Copy the listing that follows, line for line, without a single difference.

_Records to process:_
###

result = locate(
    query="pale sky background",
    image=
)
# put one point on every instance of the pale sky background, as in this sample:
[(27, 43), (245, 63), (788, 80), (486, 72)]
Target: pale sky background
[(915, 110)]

###

_Solution:_
result = locate(
    query="pale sky background",
    image=
)
# put one point on every instance of the pale sky background, as in this sample:
[(27, 43), (245, 63), (788, 80), (486, 72)]
Target: pale sky background
[(915, 110)]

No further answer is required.